> Activity: Each line below should be repeated exactly, but no picture should be carried over.

Segment Start: Provided data

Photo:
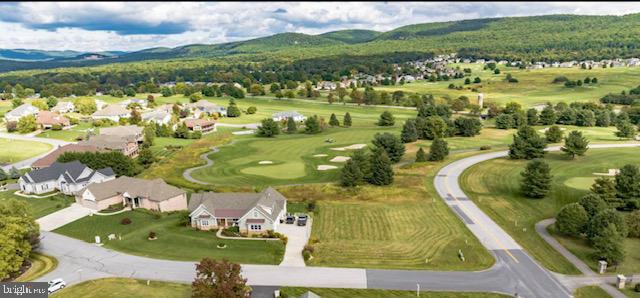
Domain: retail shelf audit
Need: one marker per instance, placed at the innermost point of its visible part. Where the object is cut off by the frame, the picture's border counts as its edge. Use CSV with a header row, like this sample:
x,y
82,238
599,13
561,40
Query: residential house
x,y
132,132
111,112
127,146
201,125
64,107
68,178
251,212
46,120
51,158
283,116
133,192
21,111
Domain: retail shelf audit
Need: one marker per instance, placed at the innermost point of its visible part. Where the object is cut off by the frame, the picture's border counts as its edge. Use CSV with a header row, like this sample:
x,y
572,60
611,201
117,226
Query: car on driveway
x,y
302,220
56,284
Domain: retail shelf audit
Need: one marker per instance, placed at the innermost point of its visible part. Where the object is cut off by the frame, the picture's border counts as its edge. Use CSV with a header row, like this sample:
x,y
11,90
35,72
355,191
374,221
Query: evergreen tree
x,y
386,119
347,120
409,132
439,150
292,127
333,120
575,144
350,175
381,170
527,144
536,179
553,134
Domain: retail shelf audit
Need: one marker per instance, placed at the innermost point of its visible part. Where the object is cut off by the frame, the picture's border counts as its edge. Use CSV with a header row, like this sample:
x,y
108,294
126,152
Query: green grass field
x,y
174,242
534,86
39,207
400,226
494,186
17,150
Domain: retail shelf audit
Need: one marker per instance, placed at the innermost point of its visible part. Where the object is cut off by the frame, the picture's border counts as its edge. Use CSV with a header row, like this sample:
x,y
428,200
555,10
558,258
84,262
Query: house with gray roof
x,y
253,213
135,193
68,178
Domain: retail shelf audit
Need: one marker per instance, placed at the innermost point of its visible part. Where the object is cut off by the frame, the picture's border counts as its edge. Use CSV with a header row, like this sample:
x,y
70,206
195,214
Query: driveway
x,y
297,239
62,217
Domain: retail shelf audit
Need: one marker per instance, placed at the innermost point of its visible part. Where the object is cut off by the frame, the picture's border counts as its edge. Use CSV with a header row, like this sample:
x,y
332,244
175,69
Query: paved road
x,y
27,162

Segment End: Provided data

> Solved problem:
Photo:
Domain: retail shelf audit
Need: one marker per instance, placed at the innermost point of its visible part. Where the object is cut off by the frame, the picture's border counts as its edge. Use CSV with a header row, like this sample:
x,y
82,238
599,13
561,40
Query: residential house
x,y
132,132
111,112
127,146
201,125
64,107
68,178
251,212
46,120
51,158
283,116
133,192
21,111
Domain: retail shelf audit
Need: one marker per instance, placed at the innermost point of its visible part. Where the object is cut off by the frame, the picture's border counts as its edge. Use CSV with a header row, like this sample:
x,y
572,60
611,201
117,226
Query: car on driveway
x,y
302,220
56,284
Domain: retail shelf audit
Need: one marker per instance, placed at the innermost point of its visible part. Where the object is cut off by the frame, the picture's border counts as its edge. Use CSV with a header row, like this sample:
x,y
11,90
35,72
355,191
374,221
Query: evergreen tree
x,y
386,119
347,120
409,132
439,150
292,127
333,120
575,144
350,175
381,170
527,144
536,179
553,134
Domain: retail shelf audit
Need: one marker per instance, placed at the innermost point of its visible part. Where the object is cut off by the frame, the picture's border counts as its edge. Use CSV with a header row, like this sample:
x,y
108,294
126,152
Query: green grass field
x,y
174,242
534,86
39,207
400,226
494,186
17,150
Domain: retail shelf audit
Need: one marker per instance, placed at the innermost point of its visible part. Where the object is cut off by the frame, the picture's border counts as its edge. Use CSV with a header row, like this sample:
x,y
428,200
555,10
558,258
84,262
Query: house with gray roof
x,y
253,213
135,193
68,178
Domain: retail shelf audit
Need: one marker per instance, placed at the innermost point of its visible part. Where the object is cut off by the frame, the picture's border counts as its edge. Use CSV with a header row, like this sample:
x,y
70,206
195,214
Query: driveway
x,y
297,239
62,217
Domain: retail shelf audit
Need: one marker per instance, placed at the innermost point of its visible part. Where the object is cut off by the frame, the picture's border counts as its edge. Use CSV with a header row, like this sample:
x,y
332,244
175,69
Query: paved road
x,y
27,162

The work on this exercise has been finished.